**Task objective:** Every line below that has "blonde" in it should be copied.

----- Provided data -----

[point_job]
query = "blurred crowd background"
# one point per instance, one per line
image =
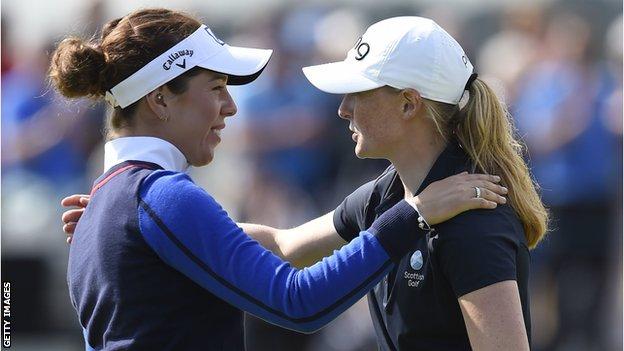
(287, 158)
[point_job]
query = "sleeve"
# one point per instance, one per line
(477, 250)
(189, 231)
(352, 211)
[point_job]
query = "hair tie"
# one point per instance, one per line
(470, 80)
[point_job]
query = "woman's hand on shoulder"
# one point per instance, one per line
(446, 198)
(70, 217)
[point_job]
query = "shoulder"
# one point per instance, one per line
(476, 225)
(169, 188)
(373, 190)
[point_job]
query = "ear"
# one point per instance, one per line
(156, 101)
(411, 103)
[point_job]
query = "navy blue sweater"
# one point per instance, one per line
(157, 264)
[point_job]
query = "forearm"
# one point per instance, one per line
(301, 246)
(266, 236)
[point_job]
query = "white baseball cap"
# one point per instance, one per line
(402, 52)
(202, 48)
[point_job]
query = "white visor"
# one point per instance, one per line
(339, 78)
(203, 49)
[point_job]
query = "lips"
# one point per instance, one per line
(217, 129)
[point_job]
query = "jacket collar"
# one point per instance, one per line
(146, 149)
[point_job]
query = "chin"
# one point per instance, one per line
(204, 160)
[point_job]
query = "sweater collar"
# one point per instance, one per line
(147, 149)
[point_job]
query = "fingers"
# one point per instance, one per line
(477, 203)
(479, 177)
(75, 200)
(492, 196)
(69, 228)
(498, 189)
(72, 215)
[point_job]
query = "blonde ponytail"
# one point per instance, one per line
(485, 131)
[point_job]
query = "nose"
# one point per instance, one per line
(229, 107)
(345, 110)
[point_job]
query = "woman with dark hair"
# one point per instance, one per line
(155, 262)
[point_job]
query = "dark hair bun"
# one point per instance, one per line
(76, 68)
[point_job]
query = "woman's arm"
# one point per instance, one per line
(441, 200)
(190, 232)
(301, 246)
(310, 242)
(493, 317)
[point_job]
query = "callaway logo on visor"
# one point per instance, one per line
(176, 55)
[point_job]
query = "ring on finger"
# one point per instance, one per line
(477, 192)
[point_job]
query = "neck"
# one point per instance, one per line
(414, 162)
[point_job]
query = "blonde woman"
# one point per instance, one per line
(155, 262)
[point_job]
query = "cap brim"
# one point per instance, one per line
(339, 78)
(241, 65)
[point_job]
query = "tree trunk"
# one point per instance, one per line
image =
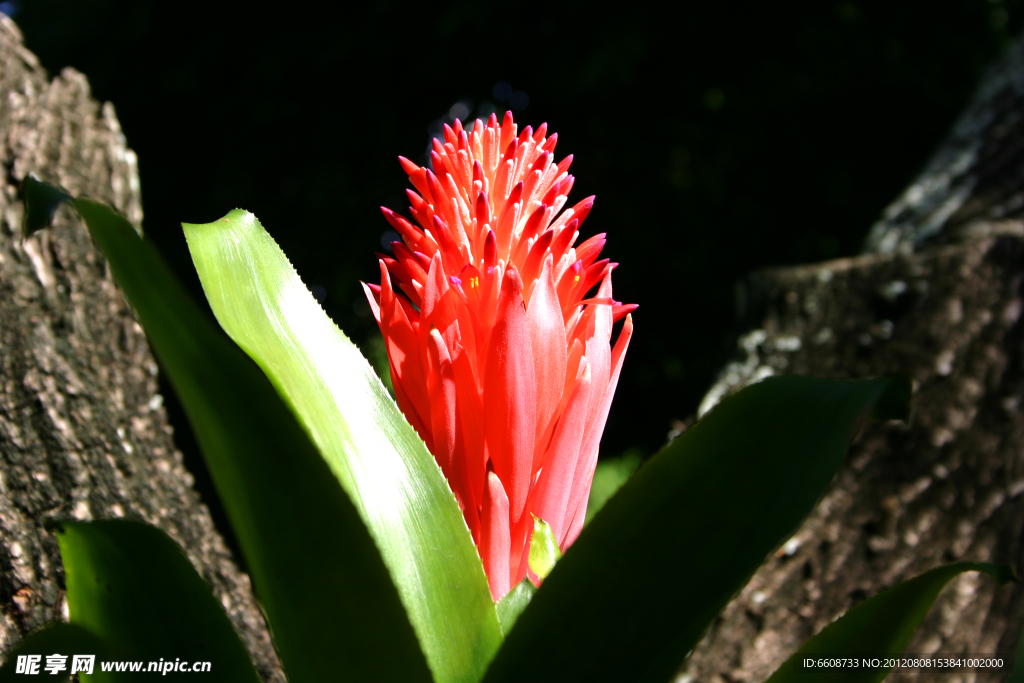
(83, 433)
(936, 294)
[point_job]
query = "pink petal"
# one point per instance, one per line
(588, 453)
(495, 540)
(551, 496)
(440, 383)
(547, 334)
(510, 395)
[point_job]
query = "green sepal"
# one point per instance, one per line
(382, 464)
(544, 551)
(327, 595)
(687, 530)
(514, 602)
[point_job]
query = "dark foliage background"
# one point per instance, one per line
(718, 137)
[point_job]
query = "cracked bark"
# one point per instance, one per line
(937, 294)
(83, 433)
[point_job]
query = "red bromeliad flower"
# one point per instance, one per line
(500, 363)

-----

**Problem solution:**
query = "blonde ponytail"
query = "blonde woman"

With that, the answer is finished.